═══ Trecho fornecido ═══

Juros. Primeiramente, na quarta-feira, dia 01 de maio, conforme esperado, o Banco Central americano manteve a taxa básica de juros americana em uma faixa entre 5,25% e 5,50%.
O que acho que vale a pena destacar:
No comunicado que acompanha a decisão, vimos algumas mudanças, sendo a mais importante aquela relacionada à falta de progresso no combate ou na busca pela queda da inflação nos últimos meses.
Luta contra inflação. O comitê de política monetária observou que houve o que eles chamaram de “falta de mais progresso” no sentido de fazer a inflação regressar ao seu objetivo de 2%, reiterando assim a linguagem já utilizada nas últimas duas reuniões. Além disso, na entrevista, Powell comentou que “a inflação ainda está muito alta” e que “progressos no combate à inflação não estão garantidos, e o caminho a seguir ainda é incerto”.
Novos aumentos de juros? Questionado sobre uma mudança de rumo e um eventual aumento de juros, Powell disse que seriam necessárias provas convincentes de que a atual política monetária não é suficientemente restritiva para reduzir a inflação de forma sustentável para 2% ao longo do tempo e que esse não é o cenário base do Banco Central americano.
Quantitative tightening. Questão importante, o Fed anunciou que, a partir de junho, irá reduzir o seu ritmo de vendas de títulos, conhecido como aperto quantitativo. O Fed vende títulos ao mercado e, com isso, reduz a liquidez do sistema, reduzindo seu balanço e retirando dinheiro de circulação. O volume de vendas irá se reduzir de um limite de US$ 60 bilhões para US$ 25 bilhões por mês. O programa de vendas de títulos lastreados em hipotecas (MBS) segue inalterado em US$ 35 bilhões ao mês. A venda de ativos permitiu ao Fed reduzir seu balanço para cerca de US$ 7,4 trilhões, ou cerca de US$ 1,5 trilhão a menos do que o seu pico em meados de 2022.

═══

### Instruções da tarefa
Segundo o trecho sobre a decisão do Banco Central americano, em que faixa a taxa básica de juros americana foi mantida?

═══ Material extraído ═══

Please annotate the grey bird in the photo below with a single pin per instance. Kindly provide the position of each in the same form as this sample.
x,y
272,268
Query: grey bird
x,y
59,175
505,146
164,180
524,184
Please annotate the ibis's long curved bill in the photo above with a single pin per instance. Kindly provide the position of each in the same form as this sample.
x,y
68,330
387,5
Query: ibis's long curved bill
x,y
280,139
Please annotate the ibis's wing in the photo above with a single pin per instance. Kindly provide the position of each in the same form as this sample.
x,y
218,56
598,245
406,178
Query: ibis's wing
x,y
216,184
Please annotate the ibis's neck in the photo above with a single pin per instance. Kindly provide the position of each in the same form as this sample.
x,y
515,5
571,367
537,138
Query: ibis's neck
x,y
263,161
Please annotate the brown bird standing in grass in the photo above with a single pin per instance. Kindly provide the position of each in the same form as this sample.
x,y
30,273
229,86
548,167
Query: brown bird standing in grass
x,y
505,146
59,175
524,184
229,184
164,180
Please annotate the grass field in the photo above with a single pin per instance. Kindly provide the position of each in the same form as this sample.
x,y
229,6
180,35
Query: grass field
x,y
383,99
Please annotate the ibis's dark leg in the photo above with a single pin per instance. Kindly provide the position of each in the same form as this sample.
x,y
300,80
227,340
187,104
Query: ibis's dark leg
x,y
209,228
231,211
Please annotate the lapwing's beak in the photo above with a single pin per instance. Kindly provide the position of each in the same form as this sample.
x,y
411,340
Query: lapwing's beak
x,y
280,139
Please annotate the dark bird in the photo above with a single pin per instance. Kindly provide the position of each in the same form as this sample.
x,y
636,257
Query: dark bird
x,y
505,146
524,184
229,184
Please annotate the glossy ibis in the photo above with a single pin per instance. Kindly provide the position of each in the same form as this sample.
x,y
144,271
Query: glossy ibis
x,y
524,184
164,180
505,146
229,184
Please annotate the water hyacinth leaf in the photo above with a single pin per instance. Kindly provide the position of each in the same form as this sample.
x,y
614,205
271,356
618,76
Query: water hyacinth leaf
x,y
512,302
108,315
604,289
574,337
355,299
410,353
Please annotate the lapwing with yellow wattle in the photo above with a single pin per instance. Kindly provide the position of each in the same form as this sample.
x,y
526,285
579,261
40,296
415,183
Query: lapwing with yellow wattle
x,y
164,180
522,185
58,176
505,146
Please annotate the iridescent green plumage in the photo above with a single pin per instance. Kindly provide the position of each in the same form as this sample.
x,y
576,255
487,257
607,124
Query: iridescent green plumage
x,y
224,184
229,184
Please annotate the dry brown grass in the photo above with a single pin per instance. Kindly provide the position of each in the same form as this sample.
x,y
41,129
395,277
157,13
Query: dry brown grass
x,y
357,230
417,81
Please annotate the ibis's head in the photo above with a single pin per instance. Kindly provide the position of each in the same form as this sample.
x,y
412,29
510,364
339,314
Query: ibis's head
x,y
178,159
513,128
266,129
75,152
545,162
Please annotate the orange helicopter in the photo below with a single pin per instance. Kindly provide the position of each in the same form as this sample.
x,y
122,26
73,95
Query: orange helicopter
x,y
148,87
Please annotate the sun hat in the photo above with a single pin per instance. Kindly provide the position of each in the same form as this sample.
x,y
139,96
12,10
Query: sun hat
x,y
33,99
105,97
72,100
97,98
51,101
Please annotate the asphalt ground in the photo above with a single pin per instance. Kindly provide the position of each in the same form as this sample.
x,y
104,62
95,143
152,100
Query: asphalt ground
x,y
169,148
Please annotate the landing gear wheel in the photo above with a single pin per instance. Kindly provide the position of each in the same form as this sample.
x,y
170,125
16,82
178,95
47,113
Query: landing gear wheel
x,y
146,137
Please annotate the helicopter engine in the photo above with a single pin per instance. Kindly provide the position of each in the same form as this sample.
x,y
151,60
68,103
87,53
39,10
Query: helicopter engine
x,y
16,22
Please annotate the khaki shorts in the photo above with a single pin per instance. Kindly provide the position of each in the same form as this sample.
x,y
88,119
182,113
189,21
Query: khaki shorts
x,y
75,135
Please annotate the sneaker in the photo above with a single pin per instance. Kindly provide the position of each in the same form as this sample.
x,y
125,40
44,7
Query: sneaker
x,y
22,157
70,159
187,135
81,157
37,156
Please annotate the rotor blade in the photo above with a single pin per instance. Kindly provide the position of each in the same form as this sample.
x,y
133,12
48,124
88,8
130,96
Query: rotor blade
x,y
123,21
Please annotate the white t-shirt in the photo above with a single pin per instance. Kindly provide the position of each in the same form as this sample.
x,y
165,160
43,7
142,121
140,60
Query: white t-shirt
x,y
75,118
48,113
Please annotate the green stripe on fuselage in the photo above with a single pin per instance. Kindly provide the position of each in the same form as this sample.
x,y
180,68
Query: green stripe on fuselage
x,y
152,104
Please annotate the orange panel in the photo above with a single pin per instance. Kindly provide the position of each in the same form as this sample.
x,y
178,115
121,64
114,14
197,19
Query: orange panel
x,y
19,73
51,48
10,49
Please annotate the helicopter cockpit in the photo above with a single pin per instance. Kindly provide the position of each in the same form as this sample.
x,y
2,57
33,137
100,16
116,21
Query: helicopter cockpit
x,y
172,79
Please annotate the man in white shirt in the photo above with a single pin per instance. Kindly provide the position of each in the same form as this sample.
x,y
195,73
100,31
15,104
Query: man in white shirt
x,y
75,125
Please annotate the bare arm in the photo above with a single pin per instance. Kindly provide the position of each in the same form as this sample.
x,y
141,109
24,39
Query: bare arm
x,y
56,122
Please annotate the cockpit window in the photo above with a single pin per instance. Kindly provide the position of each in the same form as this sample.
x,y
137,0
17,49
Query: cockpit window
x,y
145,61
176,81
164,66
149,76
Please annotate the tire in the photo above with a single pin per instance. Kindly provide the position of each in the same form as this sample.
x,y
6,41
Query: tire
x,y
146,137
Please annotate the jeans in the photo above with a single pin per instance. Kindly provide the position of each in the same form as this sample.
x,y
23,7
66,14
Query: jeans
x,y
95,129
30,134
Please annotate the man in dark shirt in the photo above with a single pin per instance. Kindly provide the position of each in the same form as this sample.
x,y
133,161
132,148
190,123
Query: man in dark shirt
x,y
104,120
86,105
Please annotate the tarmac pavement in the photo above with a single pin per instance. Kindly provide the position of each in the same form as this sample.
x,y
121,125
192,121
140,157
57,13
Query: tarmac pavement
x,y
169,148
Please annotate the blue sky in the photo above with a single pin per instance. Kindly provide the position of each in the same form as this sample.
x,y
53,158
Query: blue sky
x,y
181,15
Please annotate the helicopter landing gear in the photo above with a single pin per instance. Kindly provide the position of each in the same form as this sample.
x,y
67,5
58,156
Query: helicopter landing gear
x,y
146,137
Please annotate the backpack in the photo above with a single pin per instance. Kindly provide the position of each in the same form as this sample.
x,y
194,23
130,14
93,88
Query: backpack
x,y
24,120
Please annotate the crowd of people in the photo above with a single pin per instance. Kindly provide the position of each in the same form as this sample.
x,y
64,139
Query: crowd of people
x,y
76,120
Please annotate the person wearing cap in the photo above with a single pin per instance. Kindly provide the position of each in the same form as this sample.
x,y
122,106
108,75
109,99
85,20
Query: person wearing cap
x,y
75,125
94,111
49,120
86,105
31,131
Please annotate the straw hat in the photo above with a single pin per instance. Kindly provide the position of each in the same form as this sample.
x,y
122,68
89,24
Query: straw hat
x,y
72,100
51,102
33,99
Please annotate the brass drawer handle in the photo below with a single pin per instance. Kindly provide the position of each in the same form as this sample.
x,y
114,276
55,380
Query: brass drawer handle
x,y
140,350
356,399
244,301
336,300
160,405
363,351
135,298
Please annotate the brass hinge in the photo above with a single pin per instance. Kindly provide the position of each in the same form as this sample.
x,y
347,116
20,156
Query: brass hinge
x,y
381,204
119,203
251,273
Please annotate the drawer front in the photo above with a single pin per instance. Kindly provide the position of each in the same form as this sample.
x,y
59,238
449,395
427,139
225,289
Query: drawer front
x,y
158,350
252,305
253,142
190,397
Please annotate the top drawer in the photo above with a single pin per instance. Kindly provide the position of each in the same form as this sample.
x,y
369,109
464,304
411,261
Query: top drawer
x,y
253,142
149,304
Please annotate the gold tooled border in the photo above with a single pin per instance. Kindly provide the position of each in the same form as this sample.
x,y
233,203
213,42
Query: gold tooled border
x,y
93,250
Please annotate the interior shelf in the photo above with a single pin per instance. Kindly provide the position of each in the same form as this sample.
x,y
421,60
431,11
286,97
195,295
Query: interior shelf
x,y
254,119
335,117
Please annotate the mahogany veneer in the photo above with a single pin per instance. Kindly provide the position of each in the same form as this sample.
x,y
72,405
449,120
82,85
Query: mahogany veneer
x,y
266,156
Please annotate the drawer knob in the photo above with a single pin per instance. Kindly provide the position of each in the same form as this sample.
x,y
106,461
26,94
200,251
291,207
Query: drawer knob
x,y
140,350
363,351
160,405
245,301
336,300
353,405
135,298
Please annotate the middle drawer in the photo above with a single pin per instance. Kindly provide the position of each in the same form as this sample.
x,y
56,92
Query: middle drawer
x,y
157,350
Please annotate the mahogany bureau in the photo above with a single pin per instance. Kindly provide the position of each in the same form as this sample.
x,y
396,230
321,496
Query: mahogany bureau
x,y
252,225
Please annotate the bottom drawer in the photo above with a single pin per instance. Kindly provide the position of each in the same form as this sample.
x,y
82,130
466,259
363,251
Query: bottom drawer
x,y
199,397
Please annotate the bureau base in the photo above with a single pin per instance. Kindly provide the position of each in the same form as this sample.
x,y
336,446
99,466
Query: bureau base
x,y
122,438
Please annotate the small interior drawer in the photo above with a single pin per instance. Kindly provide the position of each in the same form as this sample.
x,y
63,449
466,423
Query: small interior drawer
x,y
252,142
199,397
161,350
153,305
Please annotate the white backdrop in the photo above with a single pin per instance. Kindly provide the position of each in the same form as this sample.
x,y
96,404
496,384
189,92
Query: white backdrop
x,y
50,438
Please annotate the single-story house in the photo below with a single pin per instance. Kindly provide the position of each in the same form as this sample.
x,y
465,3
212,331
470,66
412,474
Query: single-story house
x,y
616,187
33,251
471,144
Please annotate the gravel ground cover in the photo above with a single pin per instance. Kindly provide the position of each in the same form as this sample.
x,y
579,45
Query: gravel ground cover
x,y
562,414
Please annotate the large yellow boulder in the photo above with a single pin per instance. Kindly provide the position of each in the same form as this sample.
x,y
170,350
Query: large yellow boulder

═══

### Solução da tarefa
Em uma faixa entre 5,25% e 5,50%.